[Opening Text for analysis section]

Landry penned an opinion piece for the trade journal National Fisherman on the 20% quota cut on the Atlantic mendhaden harvest that was put into place in 2013 after a stock assessment in 2012. The fish are harvested in many areas along the eastern seaboard, but 85% of the total harvest is caught by boats operating out of Virginia in and near Cheasepeake Bay, and Omega Protein’s fleet catches more than 75% of the Virginia harvest. The small, oily forage fish are also caught in the Gulf of Mexico, which is where Omega Protein catches the bulk of its harvest.
Omega Protein, which is based in Houston, cut back its eastern fleet by two boats in the face of the restrictions, and laid off 65 employees in Virginia.
Success doesn’t include loopholes
Landry’s piece took issue with a blog post by Peter Baker of the Pew Charitable Trusts. Baker had been involved in the effort to get the limits put into place in the first place by the Atlantic States Marine Fisheries Commission. Baker said the quota reduction had left 300 million more menhaden (also called bunker and pogies) in the ocean to feed other marine life, and that Omega Protein had prospered even in the face of the restrictions, recording record profits in the period.
First off, Landry said that Omega Protein was and would continue to be fully compliant with fishing limits that are in place. Omega Protein is the largest processor of omega-3 fish oil for the dietary supplement market based in the United States. But Landry took issue with Baker’s assessment that the limits had been “successfully” implemented, when a number of loopholes in the scheme remain.

[Closing Text for analysis section]

Work instructions:
• a. Could you copy the menhaden article word for word from "First off, Landry" to "the scheme remain."?
• b. According to the menhaden article, how many employees did Omega Protein lay off in Virginia?
• c. Can you continue the article on the menhaden quota cut, picking up right after its last sentence?

[Opening Data provided section]

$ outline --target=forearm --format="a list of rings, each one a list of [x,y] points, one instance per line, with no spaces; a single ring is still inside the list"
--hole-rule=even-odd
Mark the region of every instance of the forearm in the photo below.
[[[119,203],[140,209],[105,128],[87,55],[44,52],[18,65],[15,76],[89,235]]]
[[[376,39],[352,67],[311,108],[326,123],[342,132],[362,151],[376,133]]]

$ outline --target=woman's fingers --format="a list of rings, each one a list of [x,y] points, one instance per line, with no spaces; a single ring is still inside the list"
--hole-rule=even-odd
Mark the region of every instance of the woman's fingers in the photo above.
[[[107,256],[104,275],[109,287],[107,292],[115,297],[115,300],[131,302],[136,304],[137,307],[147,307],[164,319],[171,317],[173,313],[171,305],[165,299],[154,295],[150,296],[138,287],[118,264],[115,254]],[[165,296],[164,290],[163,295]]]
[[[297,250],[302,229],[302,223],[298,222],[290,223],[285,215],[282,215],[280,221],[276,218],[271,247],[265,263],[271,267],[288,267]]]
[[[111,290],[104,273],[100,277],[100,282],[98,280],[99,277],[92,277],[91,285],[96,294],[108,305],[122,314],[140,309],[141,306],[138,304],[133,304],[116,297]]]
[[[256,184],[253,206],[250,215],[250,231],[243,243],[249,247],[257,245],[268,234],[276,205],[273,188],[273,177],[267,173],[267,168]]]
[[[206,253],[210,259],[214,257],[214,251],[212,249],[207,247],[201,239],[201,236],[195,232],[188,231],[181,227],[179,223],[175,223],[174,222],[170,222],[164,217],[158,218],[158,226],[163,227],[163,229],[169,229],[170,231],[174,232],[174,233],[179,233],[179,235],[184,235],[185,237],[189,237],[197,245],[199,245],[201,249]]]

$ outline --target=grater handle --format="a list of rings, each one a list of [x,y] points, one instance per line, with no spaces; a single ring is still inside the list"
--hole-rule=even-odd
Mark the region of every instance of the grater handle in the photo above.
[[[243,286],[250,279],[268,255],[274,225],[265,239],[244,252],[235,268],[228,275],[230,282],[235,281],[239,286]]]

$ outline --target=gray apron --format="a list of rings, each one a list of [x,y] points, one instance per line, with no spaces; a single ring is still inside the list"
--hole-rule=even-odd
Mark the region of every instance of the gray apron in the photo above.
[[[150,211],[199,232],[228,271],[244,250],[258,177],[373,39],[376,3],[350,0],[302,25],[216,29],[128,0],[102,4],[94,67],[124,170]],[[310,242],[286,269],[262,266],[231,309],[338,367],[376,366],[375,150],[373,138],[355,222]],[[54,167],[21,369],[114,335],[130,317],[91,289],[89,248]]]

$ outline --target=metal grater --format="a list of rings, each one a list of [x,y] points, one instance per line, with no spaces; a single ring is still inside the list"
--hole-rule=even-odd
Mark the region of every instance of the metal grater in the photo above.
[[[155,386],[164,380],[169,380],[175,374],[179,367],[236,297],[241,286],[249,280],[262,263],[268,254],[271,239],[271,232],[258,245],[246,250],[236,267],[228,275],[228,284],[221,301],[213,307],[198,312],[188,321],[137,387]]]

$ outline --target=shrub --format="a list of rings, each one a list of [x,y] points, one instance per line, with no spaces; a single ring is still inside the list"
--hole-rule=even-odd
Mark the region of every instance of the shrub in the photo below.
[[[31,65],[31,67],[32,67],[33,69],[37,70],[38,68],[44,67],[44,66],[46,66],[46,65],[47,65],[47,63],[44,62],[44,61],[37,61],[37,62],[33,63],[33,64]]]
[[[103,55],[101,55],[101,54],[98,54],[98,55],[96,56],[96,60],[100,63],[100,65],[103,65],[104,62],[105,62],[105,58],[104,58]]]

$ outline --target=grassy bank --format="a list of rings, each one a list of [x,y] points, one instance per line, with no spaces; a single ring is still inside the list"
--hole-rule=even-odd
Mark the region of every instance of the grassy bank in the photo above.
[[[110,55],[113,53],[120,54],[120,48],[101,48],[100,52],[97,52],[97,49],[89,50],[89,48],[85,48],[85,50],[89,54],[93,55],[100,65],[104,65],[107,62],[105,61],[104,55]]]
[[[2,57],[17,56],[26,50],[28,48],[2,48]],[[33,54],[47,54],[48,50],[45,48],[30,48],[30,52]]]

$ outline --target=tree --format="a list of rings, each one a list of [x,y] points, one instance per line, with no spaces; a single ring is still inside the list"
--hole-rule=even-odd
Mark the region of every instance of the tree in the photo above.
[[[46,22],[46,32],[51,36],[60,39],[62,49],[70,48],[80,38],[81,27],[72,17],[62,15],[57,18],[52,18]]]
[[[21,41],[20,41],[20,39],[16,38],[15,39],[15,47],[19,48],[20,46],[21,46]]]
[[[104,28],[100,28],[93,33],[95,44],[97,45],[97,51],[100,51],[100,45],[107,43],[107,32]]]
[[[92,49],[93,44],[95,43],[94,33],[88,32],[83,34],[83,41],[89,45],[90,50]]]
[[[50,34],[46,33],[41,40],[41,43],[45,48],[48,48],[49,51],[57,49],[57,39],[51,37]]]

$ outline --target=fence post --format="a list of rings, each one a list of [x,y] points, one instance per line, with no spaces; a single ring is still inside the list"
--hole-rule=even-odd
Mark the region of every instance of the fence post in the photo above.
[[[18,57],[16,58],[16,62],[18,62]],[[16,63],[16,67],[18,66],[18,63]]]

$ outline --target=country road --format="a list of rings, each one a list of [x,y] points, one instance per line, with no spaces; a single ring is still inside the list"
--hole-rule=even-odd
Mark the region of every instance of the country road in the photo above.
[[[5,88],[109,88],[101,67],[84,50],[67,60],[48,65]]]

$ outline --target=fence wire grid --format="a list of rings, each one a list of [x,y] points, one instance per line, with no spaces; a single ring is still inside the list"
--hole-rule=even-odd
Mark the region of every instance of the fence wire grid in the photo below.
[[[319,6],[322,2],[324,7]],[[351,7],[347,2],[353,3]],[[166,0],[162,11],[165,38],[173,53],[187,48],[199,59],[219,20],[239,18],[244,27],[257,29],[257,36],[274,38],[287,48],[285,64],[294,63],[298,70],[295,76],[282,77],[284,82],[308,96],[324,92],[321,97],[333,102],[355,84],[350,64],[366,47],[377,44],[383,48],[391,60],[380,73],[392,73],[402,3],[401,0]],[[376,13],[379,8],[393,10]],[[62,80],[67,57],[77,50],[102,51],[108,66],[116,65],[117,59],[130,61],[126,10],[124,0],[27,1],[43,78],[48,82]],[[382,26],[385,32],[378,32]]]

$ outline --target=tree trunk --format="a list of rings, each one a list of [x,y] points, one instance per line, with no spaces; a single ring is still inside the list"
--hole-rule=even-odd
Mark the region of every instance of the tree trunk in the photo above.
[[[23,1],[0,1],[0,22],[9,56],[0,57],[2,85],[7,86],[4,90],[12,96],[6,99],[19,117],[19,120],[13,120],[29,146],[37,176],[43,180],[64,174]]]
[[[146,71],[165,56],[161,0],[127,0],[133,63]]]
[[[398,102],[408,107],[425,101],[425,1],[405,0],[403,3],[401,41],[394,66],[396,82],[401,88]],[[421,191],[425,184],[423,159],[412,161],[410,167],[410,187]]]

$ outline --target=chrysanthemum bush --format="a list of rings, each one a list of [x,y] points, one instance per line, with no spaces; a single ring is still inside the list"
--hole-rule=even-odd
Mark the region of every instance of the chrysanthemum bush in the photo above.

[Closing Data provided section]

Answers given:
• a.
First off, Landry said that Omega Protein was and would continue to be fully compliant with fishing limits that are in place. Omega Protein is the largest processor of omega-3 fish oil for the dietary supplement market based in the United States. But Landry took issue with Baker’s assessment that the limits had been “successfully” implemented, when a number of loopholes in the scheme remain.

• b. 65 employees.

• c.
“If there is a harvest limit in place, Omega Protein is going to be 100% compliant with that limit,” Landry told NutraIngredients-USA. “But if there is a limit, there needs to be some sense of actual conservation. You can’t have other states sending down an edict that they are not going to comply because they think that their allocation is too low.”
In his National Fisherman piece, Landry detailed how pound-net fisherman in Maryland were allowed up to 6,000 pounds per permitted fisherman per day of menhaden as “bycatch.” And the state of New York, admittedly a bit player in the menhaden harvest scheme, announced it would not comply with the limits at all.
Landry said that Baker’s celebration of the success of the scheme doesn’t take into account the pain felt by the 65 idled workers. And he said that citing Omega Protein’s profits in the meantime is obfuscating the issue.
“There were 65 people who didn’t have a job in 2013 who did in 2012. There was significant economic impact. And at Pew, they go through our SEC filings and see we had a good year in 2013, but that was not related to the fish harvest. There were positive global trends in fish oil and fish meal prices,” Landry said. In addition, Omega Protein has continued to diversify out of being a strictly marine supply-based company; in 2013 it purchased Wisconsin Specialty Protein, a whey protein producer and earlier purchased ingredient supplier Cyvex Nutrition, all which contributes to the company’s bottom line.
Omega Protein has maintained for a couple of years the current quotas were based on shaky science, and questions whether they were necessary in the first place. New York fisheries officials cited flawed data on menhaden landings when deciding not to comply with the quota. In New York as well as with the harvesters other than Omega Protein, the fish are caught and sold as bait for commercial and recreational fishing.
“We really need a good, defensible, reliable stock assessment to tell us what the health of the stocks is along the East Coast. We don’t feel that was used when applying the quotas,” Landry said.